• DIRECTIONS: Reproduce the entire listing word for word.

Position annotation records
* * * *

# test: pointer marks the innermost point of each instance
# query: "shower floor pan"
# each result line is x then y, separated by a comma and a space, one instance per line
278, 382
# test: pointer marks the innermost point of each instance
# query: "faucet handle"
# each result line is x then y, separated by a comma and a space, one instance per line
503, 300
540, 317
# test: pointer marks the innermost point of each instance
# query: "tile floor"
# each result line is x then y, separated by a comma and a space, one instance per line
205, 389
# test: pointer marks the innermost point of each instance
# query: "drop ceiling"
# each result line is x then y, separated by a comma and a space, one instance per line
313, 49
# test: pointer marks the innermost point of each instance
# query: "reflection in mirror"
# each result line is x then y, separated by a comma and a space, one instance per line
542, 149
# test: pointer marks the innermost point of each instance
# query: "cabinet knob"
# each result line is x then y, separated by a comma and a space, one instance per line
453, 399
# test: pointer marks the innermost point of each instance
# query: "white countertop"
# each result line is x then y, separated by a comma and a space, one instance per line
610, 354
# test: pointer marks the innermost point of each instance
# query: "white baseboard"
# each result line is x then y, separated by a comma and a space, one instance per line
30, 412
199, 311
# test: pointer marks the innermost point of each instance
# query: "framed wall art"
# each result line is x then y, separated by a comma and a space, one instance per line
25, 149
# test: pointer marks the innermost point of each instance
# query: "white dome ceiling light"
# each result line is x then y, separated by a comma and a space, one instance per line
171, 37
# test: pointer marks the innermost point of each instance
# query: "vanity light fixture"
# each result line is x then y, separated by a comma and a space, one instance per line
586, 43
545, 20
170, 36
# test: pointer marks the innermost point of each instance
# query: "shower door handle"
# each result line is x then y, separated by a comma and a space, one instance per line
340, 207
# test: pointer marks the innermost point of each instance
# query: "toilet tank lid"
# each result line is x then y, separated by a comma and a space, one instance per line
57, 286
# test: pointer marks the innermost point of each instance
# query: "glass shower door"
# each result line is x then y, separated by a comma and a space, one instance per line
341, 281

* * * *

• EXERCISE RESULT:
# test: pointer marks the innermost point of each instance
# query: "shower floor pan"
# each result line is x then y, separated by a comma and a space, one instance per line
278, 382
# test: pointer marks the innermost point of each instance
# query: "faucet handle"
# each result line is x then y, separated by a comma and a space, one instance per line
503, 300
540, 317
# test: pointer marks the innermost point of each instance
# query: "tile floor"
# each result line is x then y, separated by a comma and a space, one instance per line
205, 389
# test: pointer marks the innermost point of each instance
# query: "drop ceiling"
# each result line is x then y, separated by a comma and a space, one instance per line
313, 49
# test: pointer marks the innermost point of each instance
# query: "reflection in mirror"
# each result line is x then y, separated by a comma and a space, one instance per line
542, 149
# test: pointer marks the innermost point of each instance
# query: "cabinet knob"
# each result line is x then y, separated by a comma and a space, one instance per line
453, 399
# test: pointer marks the innermost point of each instance
# query: "white countertop"
# each result line is x then y, separated by a comma and a space, one instance per line
610, 354
# test: pointer marks the innermost point of each instance
# query: "white baseboard"
# each result line is x then y, separated by a comma and a space, one instance per line
30, 412
199, 311
# test: pointer marks the innermost point of each instance
# query: "framed wall art"
# each result line is x then y, separated by a comma and a space, one instance per line
25, 149
# test: pointer marks the innermost point of each instance
# query: "white dome ceiling light"
# each result line is x then y, separated by a comma and a space, one instance per line
171, 37
# test: pointer marks the innermost point of each instance
# query: "vanity light fixture"
# each result line is x then y, separated by a comma and a space, one instance per line
586, 43
545, 20
170, 36
# test: pointer marks the innermost point of each instance
# query: "shower door handle"
# each result line is x then y, separated by a comma and a space, one instance per line
340, 207
# test: pointer marks the innermost point of each instance
# query: "toilet tank lid"
# each result line is x then y, separated by a comma and a space, one instance per line
57, 286
# test: pointer marks the innermost point of each instance
# query: "glass shower door"
# each result line is x then y, separated by a comma and a space, one instance per line
341, 281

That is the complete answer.